## Short task:
Please render every line of the records below as a Markdown table with the columns Row and Record line, skipping any blank lines.

==== Records for this exercise

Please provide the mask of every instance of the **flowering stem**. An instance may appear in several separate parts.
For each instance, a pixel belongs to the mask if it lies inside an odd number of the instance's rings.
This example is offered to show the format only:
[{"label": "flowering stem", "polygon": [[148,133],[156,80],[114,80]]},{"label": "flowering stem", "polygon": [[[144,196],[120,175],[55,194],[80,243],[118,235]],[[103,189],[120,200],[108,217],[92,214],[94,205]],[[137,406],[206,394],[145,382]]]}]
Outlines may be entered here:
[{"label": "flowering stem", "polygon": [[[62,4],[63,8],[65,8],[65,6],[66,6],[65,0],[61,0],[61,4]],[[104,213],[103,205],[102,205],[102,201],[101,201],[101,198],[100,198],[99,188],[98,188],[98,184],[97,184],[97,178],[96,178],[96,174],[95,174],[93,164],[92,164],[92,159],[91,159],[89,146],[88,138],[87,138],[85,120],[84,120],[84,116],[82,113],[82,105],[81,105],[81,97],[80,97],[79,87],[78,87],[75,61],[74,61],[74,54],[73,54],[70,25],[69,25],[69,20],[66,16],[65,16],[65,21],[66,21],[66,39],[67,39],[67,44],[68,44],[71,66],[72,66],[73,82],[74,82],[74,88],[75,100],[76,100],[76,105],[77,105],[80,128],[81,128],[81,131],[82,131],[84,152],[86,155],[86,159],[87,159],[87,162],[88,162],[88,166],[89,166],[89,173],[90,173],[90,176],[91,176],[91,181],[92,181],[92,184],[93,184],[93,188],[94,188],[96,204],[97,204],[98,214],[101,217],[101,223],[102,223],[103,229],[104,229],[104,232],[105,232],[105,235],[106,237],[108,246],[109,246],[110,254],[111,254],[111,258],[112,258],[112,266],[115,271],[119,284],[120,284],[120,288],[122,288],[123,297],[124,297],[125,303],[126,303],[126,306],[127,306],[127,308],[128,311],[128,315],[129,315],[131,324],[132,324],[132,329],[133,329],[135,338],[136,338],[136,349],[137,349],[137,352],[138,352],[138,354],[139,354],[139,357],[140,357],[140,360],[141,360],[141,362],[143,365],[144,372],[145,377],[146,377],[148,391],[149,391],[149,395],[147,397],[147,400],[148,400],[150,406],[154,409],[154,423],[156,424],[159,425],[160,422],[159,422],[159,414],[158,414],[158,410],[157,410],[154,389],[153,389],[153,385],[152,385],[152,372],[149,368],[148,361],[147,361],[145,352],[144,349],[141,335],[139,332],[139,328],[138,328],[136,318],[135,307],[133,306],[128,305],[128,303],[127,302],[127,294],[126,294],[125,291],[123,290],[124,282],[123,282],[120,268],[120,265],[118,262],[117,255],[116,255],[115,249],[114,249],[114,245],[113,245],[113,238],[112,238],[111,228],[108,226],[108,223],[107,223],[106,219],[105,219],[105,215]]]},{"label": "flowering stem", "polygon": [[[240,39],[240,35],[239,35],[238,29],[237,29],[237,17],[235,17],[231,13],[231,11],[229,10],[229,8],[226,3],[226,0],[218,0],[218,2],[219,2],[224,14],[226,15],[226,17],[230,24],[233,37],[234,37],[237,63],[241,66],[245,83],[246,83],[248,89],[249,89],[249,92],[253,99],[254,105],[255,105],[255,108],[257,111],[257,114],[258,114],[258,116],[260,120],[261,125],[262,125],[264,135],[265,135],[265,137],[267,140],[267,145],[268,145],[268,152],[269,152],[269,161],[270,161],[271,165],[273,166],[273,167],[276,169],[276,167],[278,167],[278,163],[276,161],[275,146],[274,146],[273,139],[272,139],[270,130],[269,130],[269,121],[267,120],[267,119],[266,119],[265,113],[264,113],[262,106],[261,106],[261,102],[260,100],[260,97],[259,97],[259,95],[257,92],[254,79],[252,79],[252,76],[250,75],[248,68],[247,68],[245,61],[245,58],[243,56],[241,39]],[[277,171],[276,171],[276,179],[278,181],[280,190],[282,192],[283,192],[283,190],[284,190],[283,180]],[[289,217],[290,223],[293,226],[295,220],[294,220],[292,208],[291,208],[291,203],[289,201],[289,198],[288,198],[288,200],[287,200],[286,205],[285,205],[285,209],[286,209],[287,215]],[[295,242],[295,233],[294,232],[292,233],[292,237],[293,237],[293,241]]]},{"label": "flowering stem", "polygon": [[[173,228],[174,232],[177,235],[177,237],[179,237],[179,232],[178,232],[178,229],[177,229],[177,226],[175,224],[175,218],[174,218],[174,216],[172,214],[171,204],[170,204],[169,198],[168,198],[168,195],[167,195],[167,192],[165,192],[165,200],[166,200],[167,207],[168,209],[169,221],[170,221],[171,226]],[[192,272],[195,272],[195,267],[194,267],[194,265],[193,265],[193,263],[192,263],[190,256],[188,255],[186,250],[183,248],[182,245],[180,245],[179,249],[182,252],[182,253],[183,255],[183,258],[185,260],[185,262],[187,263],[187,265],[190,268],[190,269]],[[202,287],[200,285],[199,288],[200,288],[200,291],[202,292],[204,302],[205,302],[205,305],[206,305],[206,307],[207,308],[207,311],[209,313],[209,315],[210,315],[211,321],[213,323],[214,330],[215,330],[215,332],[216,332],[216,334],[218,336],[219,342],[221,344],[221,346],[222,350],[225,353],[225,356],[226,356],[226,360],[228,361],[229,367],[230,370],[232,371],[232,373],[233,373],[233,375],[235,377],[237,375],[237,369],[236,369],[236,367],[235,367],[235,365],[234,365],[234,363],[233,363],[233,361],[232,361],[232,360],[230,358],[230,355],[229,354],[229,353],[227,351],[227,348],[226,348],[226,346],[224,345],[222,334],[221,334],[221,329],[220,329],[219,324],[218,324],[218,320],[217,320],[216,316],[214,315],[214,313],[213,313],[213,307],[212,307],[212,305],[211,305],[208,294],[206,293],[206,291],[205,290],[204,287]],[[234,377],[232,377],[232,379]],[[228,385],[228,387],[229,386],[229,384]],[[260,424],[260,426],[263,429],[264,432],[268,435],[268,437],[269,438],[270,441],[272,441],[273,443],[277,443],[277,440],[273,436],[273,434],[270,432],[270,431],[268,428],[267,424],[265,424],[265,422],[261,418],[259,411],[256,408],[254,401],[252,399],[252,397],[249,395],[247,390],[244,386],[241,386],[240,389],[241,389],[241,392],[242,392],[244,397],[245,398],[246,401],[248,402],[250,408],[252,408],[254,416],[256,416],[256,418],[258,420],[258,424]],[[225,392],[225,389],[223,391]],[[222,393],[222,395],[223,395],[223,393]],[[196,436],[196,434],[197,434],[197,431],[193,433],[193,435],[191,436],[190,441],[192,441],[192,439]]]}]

========

## Completed exercise:
| Row | Record line |
|---|---|
| 1 | Please provide the mask of every instance of the **flowering stem**. An instance may appear in several separate parts. |
| 2 | For each instance, a pixel belongs to the mask if it lies inside an odd number of the instance's rings. |
| 3 | This example is offered to show the format only: |
| 4 | [{"label": "flowering stem", "polygon": [[148,133],[156,80],[114,80]]},{"label": "flowering stem", "polygon": [[[144,196],[120,175],[55,194],[80,243],[118,235]],[[103,189],[120,200],[108,217],[92,214],[94,205]],[[137,406],[206,394],[145,382]]]}] |
| 5 | Outlines may be entered here: |
| 6 | [{"label": "flowering stem", "polygon": [[[62,4],[63,8],[65,8],[65,6],[66,6],[65,0],[61,0],[61,4]],[[104,213],[103,205],[102,205],[102,201],[101,201],[101,198],[100,198],[99,188],[98,188],[98,184],[97,184],[97,178],[96,178],[96,174],[95,174],[93,164],[92,164],[92,159],[91,159],[89,146],[88,138],[87,138],[85,120],[84,120],[84,116],[82,113],[82,105],[81,105],[81,97],[80,97],[79,87],[78,87],[75,61],[74,61],[74,54],[73,54],[70,25],[69,25],[69,20],[66,16],[65,16],[65,21],[66,21],[66,39],[67,39],[67,44],[68,44],[71,66],[72,66],[73,82],[74,82],[74,88],[75,100],[76,100],[76,105],[77,105],[80,128],[81,128],[81,131],[82,131],[84,152],[86,155],[86,159],[87,159],[87,162],[88,162],[88,166],[89,166],[89,173],[90,173],[90,176],[91,176],[91,181],[92,181],[92,184],[93,184],[93,188],[94,188],[96,204],[97,204],[98,214],[101,217],[101,223],[102,223],[103,229],[104,229],[104,232],[105,232],[105,235],[106,237],[108,246],[109,246],[110,254],[111,254],[111,258],[112,258],[112,266],[115,271],[119,284],[120,284],[120,288],[122,288],[123,297],[124,297],[125,303],[126,303],[126,306],[127,306],[127,308],[128,311],[128,315],[129,315],[131,324],[132,324],[132,329],[133,329],[135,338],[136,338],[136,349],[137,349],[137,352],[138,352],[138,354],[139,354],[139,357],[140,357],[140,360],[141,360],[141,362],[143,365],[144,372],[145,377],[146,377],[148,391],[149,391],[149,395],[147,397],[147,400],[148,400],[150,406],[154,409],[154,423],[156,424],[159,425],[160,422],[159,422],[159,414],[158,414],[158,410],[157,410],[154,389],[153,389],[153,385],[152,385],[152,372],[149,368],[148,361],[147,361],[145,352],[144,349],[141,335],[139,332],[139,328],[138,328],[136,318],[135,307],[133,306],[128,305],[128,303],[127,302],[127,294],[126,294],[125,291],[123,290],[124,282],[123,282],[120,268],[120,265],[118,262],[117,255],[116,255],[115,249],[114,249],[114,245],[113,245],[113,238],[112,238],[111,228],[108,226],[108,223],[107,223],[106,219],[105,219],[105,215]]]},{"label": "flowering stem", "polygon": [[[240,39],[240,35],[239,35],[238,29],[237,29],[237,17],[235,17],[231,13],[231,11],[229,10],[229,8],[226,3],[226,0],[218,0],[218,2],[219,2],[224,14],[226,15],[226,17],[230,24],[233,37],[234,37],[237,63],[241,66],[245,83],[246,83],[248,89],[249,89],[249,92],[253,99],[254,105],[255,105],[255,108],[257,111],[257,114],[258,114],[258,116],[260,120],[261,125],[262,125],[264,135],[265,135],[265,137],[267,140],[267,145],[268,145],[268,152],[269,152],[269,161],[270,161],[271,165],[273,166],[273,167],[276,169],[276,167],[278,167],[278,163],[276,161],[275,146],[274,146],[273,139],[272,139],[270,130],[269,130],[269,121],[267,120],[267,119],[266,119],[265,113],[264,113],[262,106],[261,106],[261,102],[260,100],[260,97],[259,97],[259,95],[257,92],[254,79],[252,79],[252,76],[250,75],[248,68],[247,68],[245,61],[245,58],[243,56],[241,39]],[[277,171],[276,171],[276,179],[278,181],[280,190],[282,192],[283,192],[283,190],[284,190],[283,180]],[[289,217],[290,223],[293,226],[295,220],[294,220],[292,208],[291,208],[291,203],[289,201],[289,198],[288,198],[288,200],[287,200],[286,205],[285,205],[285,209],[286,209],[287,215]],[[295,242],[295,233],[294,232],[292,233],[292,237],[293,237],[293,241]]]},{"label": "flowering stem", "polygon": [[[173,228],[174,232],[177,235],[177,237],[179,237],[179,232],[178,232],[178,229],[177,229],[177,226],[175,224],[175,218],[174,218],[174,216],[172,214],[171,204],[170,204],[169,198],[168,198],[168,195],[167,195],[167,192],[165,192],[165,200],[166,200],[167,207],[168,209],[169,221],[170,221],[171,226]],[[192,272],[195,272],[195,267],[194,267],[194,265],[193,265],[193,263],[192,263],[190,256],[188,255],[186,250],[183,248],[182,245],[180,245],[179,249],[182,252],[182,253],[183,255],[183,258],[185,260],[185,262],[187,263],[187,265],[190,268],[190,269]],[[202,287],[200,285],[199,288],[200,288],[200,291],[202,292],[204,302],[205,302],[205,305],[206,305],[206,307],[207,308],[207,311],[209,313],[209,315],[210,315],[211,321],[213,323],[214,330],[215,330],[215,332],[216,332],[216,334],[218,336],[219,342],[221,344],[221,346],[222,350],[225,353],[225,356],[226,356],[226,360],[228,361],[229,367],[230,370],[232,371],[232,373],[233,373],[233,375],[235,377],[237,375],[237,369],[236,369],[236,367],[235,367],[235,365],[234,365],[234,363],[233,363],[233,361],[232,361],[232,360],[230,358],[230,355],[229,354],[229,353],[227,351],[227,348],[226,348],[226,346],[224,345],[222,334],[221,334],[221,329],[220,329],[219,324],[218,324],[218,320],[217,320],[216,316],[214,315],[214,313],[213,313],[213,307],[212,307],[212,305],[211,305],[208,294],[206,293],[206,291],[205,290],[204,287]],[[234,377],[232,377],[232,379]],[[228,385],[228,387],[229,386],[229,384]],[[260,424],[260,426],[263,429],[264,432],[268,435],[268,437],[269,438],[270,441],[272,441],[273,443],[277,443],[277,440],[273,436],[273,434],[270,432],[270,431],[268,428],[267,424],[265,424],[265,422],[261,418],[259,411],[256,408],[254,401],[252,399],[252,397],[249,395],[247,390],[244,386],[241,386],[240,389],[241,389],[241,392],[242,392],[244,397],[245,398],[246,401],[248,402],[250,408],[252,408],[254,416],[256,416],[256,418],[258,420],[258,424]],[[225,392],[225,389],[223,391]],[[222,393],[222,395],[223,395],[223,393]],[[196,436],[196,434],[197,434],[197,431],[193,433],[193,435],[191,436],[190,441],[192,441],[192,439]]]}] |